Now that we've seen all these use cases, let's go ahead and finish off with some
generalizations.
These points can be used to understand and discuss any use case you come across or come
up with.
These points describe the properties of a good blockchain use case, along with the scenarios
in which a blockchain is not needed or inferior to a centralized solution.
We've talked about these generalizations a great deal in the previous course, but those
were in the context of smart contracts and applications of blockchain in general.
Now, it's time to consider use case generalizations in the context of enterprise blockchain use
cases.
Keep in mind everything you've learned up to this point, and see how they fit into the
generalizations.
To start off, let's talk about the scenarios where a blockchain will work, but is not necessary.
We often hear the term "efficiency" in the context of blockchain use cases, but this
isn't often applicable.
For example, let's take Bitcoin.
If I'm buying coffee, it's less efficient to send Bitcoin and wait 10 minutes for a
confirmation than to hand over a few dollars or use a credit card.
However, it is more efficient to send value overseas with Bitcoin, which takes a mere
ten minutes in comparison to the days that banks take to coordinate and the transaction
fees they levy for international transfers of value.
Hence, efficiency depends on context.
Additionally, characteristics of data storage such as data immutability, integrity, auditability,
and authenticity can be achieved at much lower costs without a blockchain.
Redundant, mission-critical, fault-tolerant systems have been around for decades, and
cryptography has been around for millenia.
All of these properties have been solved individually.
Blockchain simply ties them all together.
Each of these bullets can be achieved by using a subset of the technology that goes into
making a blockchain.
While blockchains will solve any of these individual requirements, they're over-engineered
solutions to these problems.
As mentioned in several of the use cases, blockchains allow us to solve coordination
failures.
We are able to implement arbitrary incentive schemes, allowing us to create a system which
incentivizes individuals to operate according to our expectations.
In addition, blockchain can be thought of as a "technological solution to a social
problem."
Theoretically, every blockchain protocol could be run by a single node.
However, you'll notice the issue that if only one person runs the protocol, then we
lose out on the guarantees of auditability and decentralized control, properties that
are meaningful only in a social setting.
When individuals don't trust each other, then the blockchain allows them to coordinate
between each other without relying on some trusted third party.
With this, blockchains can be used to make commitments, to fund public infrastructure
or do crowdfunding.
The network will force the actors to honor their commitments, as was the original intention
of smart contracts.
Instead of bringing in lawyers to settle matters when things don't according to plan, we're
now able to rely on a smart contract to execute as intended, giving us the ability to believe
in this code as law.
Blockchains create a standardized platform for access and interaction.
Because of this, we can combine the power of all users on a blockchain network to enhance
everyone's capabilities.
Given that all information in a blockchain is accessible to everyone, we are now able
to combine data silos between institutions.
Any information collected or functionality provided by an app on a blockchain network
is accessible to all other users on the blockchain, something which can't be said about the
Internet alone.
In addition, blockchains enforce a common standard.
As all users tap into the same single protocol, they must also adapt to that protocol's
specifications.
Granted, that requires everyone to go through the trouble of adapting.
However, once everyone's on the same platform, there are no longer issues of format or syntax.
Lastly, by combining resources and information from all parties, we can enhance everyone's
user experience.

◆ Data ◆
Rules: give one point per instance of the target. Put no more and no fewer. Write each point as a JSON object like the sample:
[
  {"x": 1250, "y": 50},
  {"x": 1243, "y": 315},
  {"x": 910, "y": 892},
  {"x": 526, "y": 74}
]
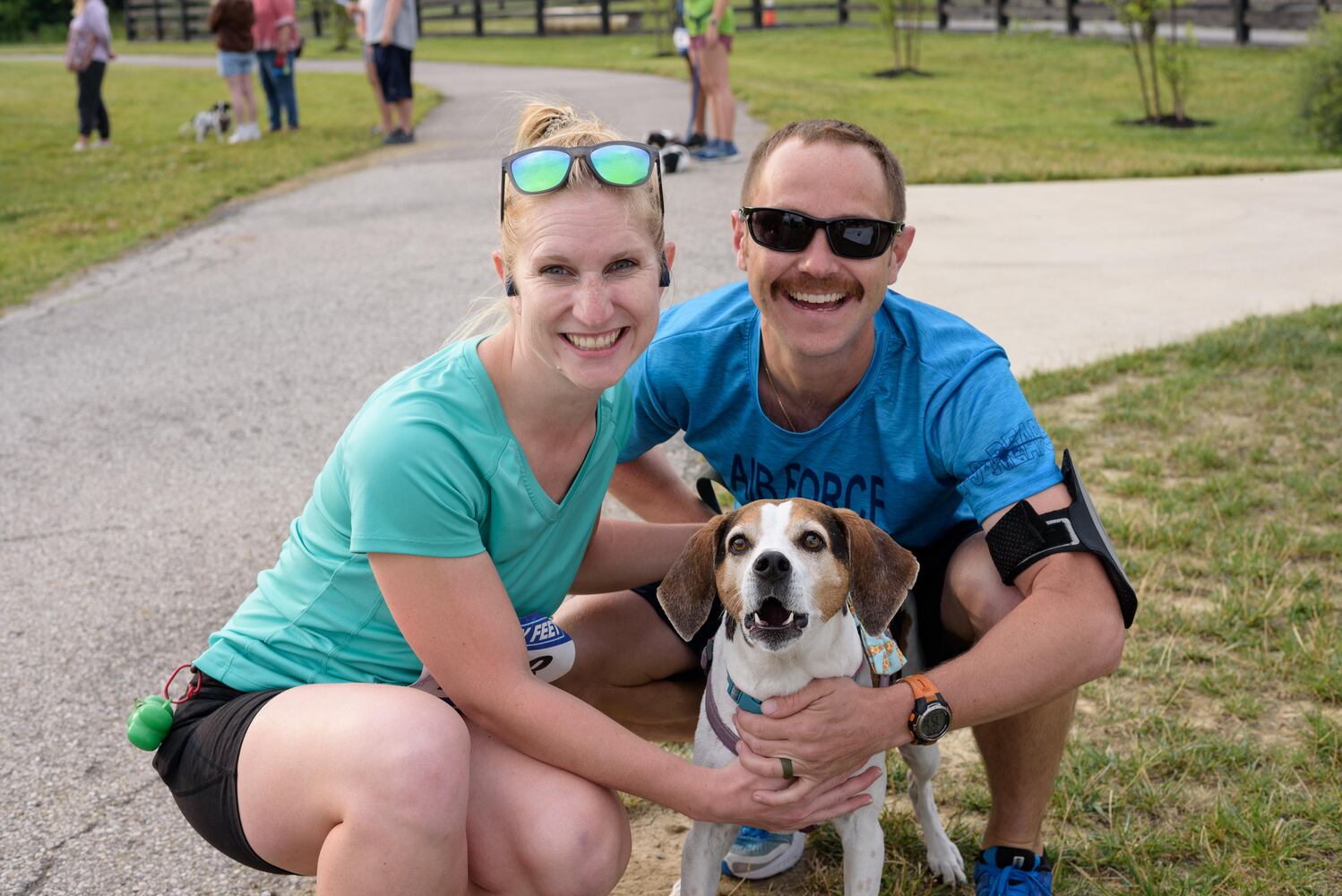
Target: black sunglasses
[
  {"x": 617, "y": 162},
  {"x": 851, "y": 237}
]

◆ Exercise requirements ◆
(A) From the blockchain use case text, extract the passage that begins with the words containing "We are able" and ends with "a social setting.".
(B) In the blockchain use case text, why would a blockchain protocol run by a single node lose its value? Answer in one to three sentences.

◆ Completed exercise ◆
(A)
We are able to implement arbitrary incentive schemes, allowing us to create a system which
incentivizes individuals to operate according to our expectations.
In addition, blockchain can be thought of as a "technological solution to a social
problem."
Theoretically, every blockchain protocol could be run by a single node.
However, you'll notice the issue that if only one person runs the protocol, then we
lose out on the guarantees of auditability and decentralized control, properties that
are meaningful only in a social setting.

(B) If only one person runs the protocol, the guarantees of auditability and decentralized control are lost. Those properties are meaningful only in a social setting, so the text describes blockchain as a "technological solution to a social problem."